● **TUGAS ANDA**: Lanjutkan teks tentang macam-macam pola asuh dalam keluarga, mulai tepat setelah kalimat terakhirnya.

● **DOKUMEN SUMBER**:
○ ○ ○

Background

PENGANTAR ILMU PENDIDIKAN


MACAM-MACAM POLA ASUH DALAM KELUARGA 
Keluarga merupakan batu pondasi setiap masyarakat besar manusia, dimana  semua anggotanya memiliki peran mendasar dalam memperkokoh hubungan-hubungan social dan pengembangan serta penguatannya di semua aspeknya. Untuk itu, segala macam usaha guna memperkuat bangunan keluarga, akan membuka peluang untuk pertumbuhan jasmani dan rohani yang sehat, dan pengkokohan nilai-nilai moral di tengah masyarakat. Para pakar meyakini bahwa keluarga adalah lingkungan pertama dimana jiwa dan raga anak akan mengalami pertumbuhan dan kesempurnaan. Untuk itulah ia memainkan peran yang amat mendasar dalam menciptakan kesehatan kepribadian anak dan remaja. Dengan demikian, berdasarkan bentuk dan cara-cara interaksi keluarga dan masyarakat, anak akan memperoleh suasana kehidupan yang lebih baik, atau sebaliknya, akan memperoleh efek yang buruk darinya. Maka daripada itu diperlukan model-model pola asuh dalam membangun karakter anak agar dapat memudahkan orang tua dalam mendidik kepribadian anak sesuai dengan yang diinginkan[1].

○ ○ ○

● **DATA YANG DIBERIKAN**:
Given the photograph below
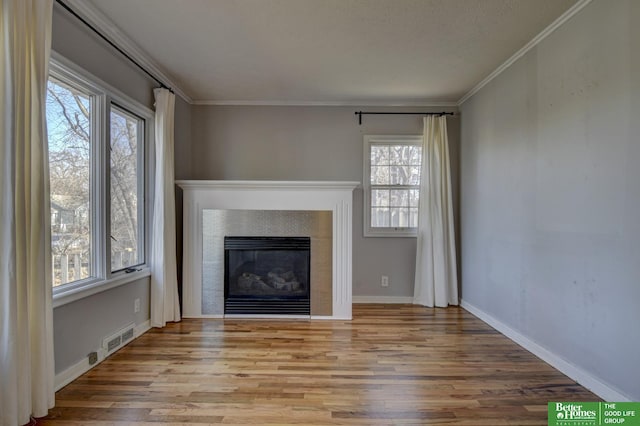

○ ○ ○

● **HASIL TUGAS**:
B. Rumusan masalah :
1. pengertian pola asuh dan keluarga
2. model-model pola asuh dalam keluarga
3. pengaruh kepribadian orangtua dalam mendidik pribadi anak



PEMBAHASAN

a. Pola Asuh
Pengertian pola asuh dalam keluarga bisa ditelusuri dari pedoman yang dikeluarkan oleh Tim Penggerak PKK Pusat (1995), yakni : usaha orang tua dalam membina anak dan membimbing anak baik jiwa maupun raganya sejak lahir sampai dewasa (18 tahun).
Secara garis besar pola asuh yang diterapkan orang tua kepada anaknya dapat digolongkan menjadi tiga , yaitu :

1.)  Pola asuh otoriter
Yang dimaksud pola asuh otoriter adalah setiap orang tua dalam mendidik anak mengharuskan setiap anak patuh dan tunduk terhadap setiap kehendak orang tua. Anak tidak diberi kesempatan untuk menanyakan segala sesuatu yang menyangkut tentang tugas, kewajiban dan hak yang diberikan kepada dirinya.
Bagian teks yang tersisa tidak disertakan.